====== QUOTED PASSAGE ======

Science & Technology
Collision Course
Johns Hopkins University's Applied Physics Laboratory plans to crash a spacecraft into a near-Earth asteroid. NASA hopes it works.
Five years ago, on an otherwise normal Friday morning in Chelyabinsk, Russia, a six-story meteor—seemingly out of nowhere—burst across the clear blue sky as commuters were making their way to work. This surreal fireball—hurtling toward the Earth at 42,000 miles per hour and burning brighter than the sun—was caught on at least a dozen dashboard cameras before it exploded 19 miles above the city. (Nearly every car in Russia is outfitted with a dashboard camera, with footage typically used to settle traffic disputes.)
The blast from the largest asteroid to pierce the Earth’s atmosphere since the 1908 Tungaska event, which flattened some 800 square miles of Siberian forest, damaged 7,200 buildings in six cities, shattering windows and injuring more than 1,600 people.
Suffice to say, the episode was an effective reminder that about two-dozen meteors pop through the Earth’s atmosphere every year, including on average at least one the size of an automobile. It also proved a wake-up call for Congress, which began holding hearings about the threat to U.S. public safety. After all, the next 7,000-ton, flaming rock could just as likely land on I-95 as a Siberian forest.

====== EXTRACTED ENTRIES ======

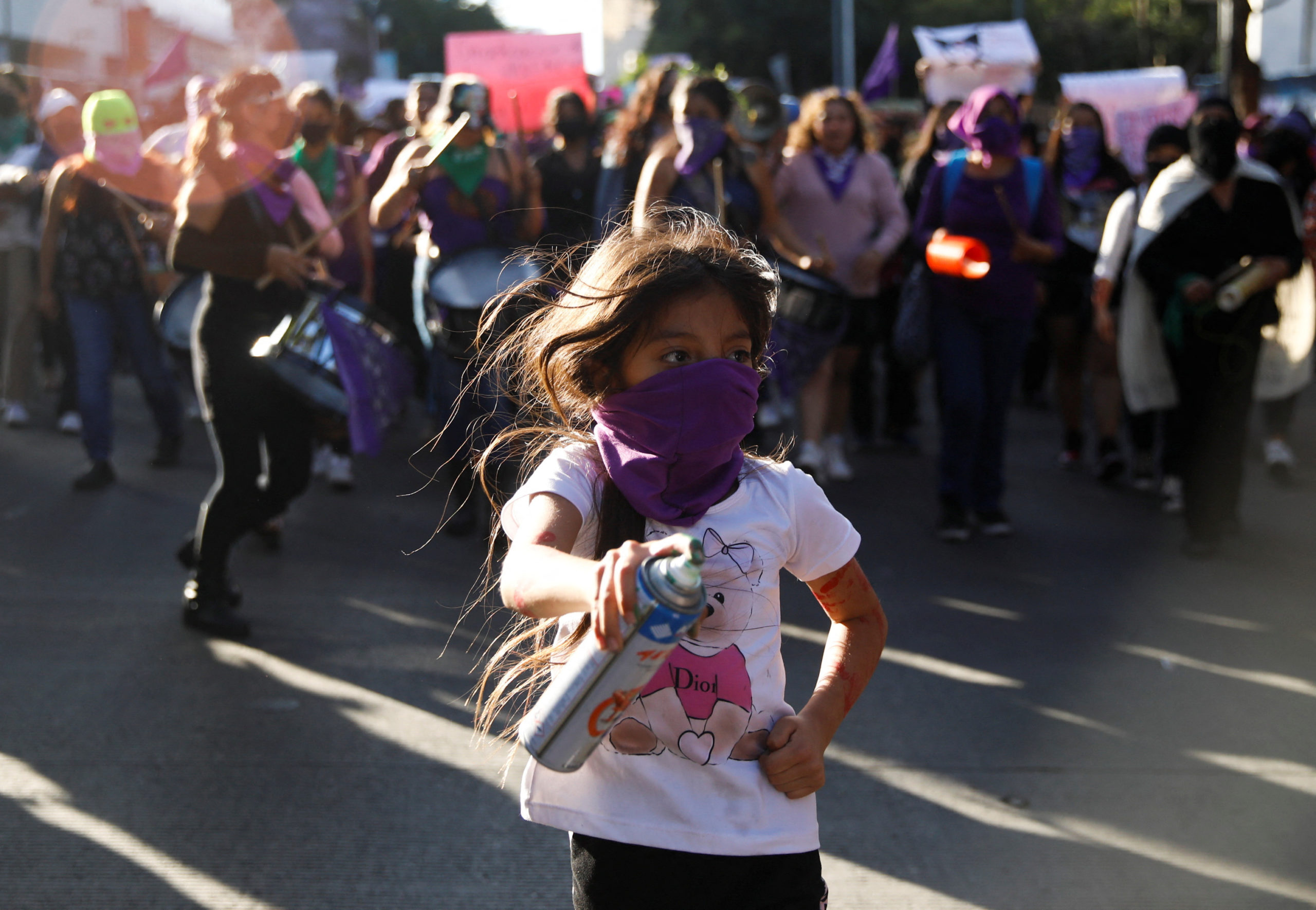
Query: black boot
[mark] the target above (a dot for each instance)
(168, 452)
(98, 477)
(207, 609)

======

_DIRECTIONS FOR THIS TASK_. Starting at "Science & Technology" and ending at "settle traffic disputes.)", reproduce that part of the article on the asteroid collision plan, substituting "drivers" for "commuters".

_THE OUTPUT_.
Science & Technology
Collision Course
Johns Hopkins University's Applied Physics Laboratory plans to crash a spacecraft into a near-Earth asteroid. NASA hopes it works.
Five years ago, on an otherwise normal Friday morning in Chelyabinsk, Russia, a six-story meteor—seemingly out of nowhere—burst across the clear blue sky as drivers were making their way to work. This surreal fireball—hurtling toward the Earth at 42,000 miles per hour and burning brighter than the sun—was caught on at least a dozen dashboard cameras before it exploded 19 miles above the city. (Nearly every car in Russia is outfitted with a dashboard camera, with footage typically used to settle traffic disputes.)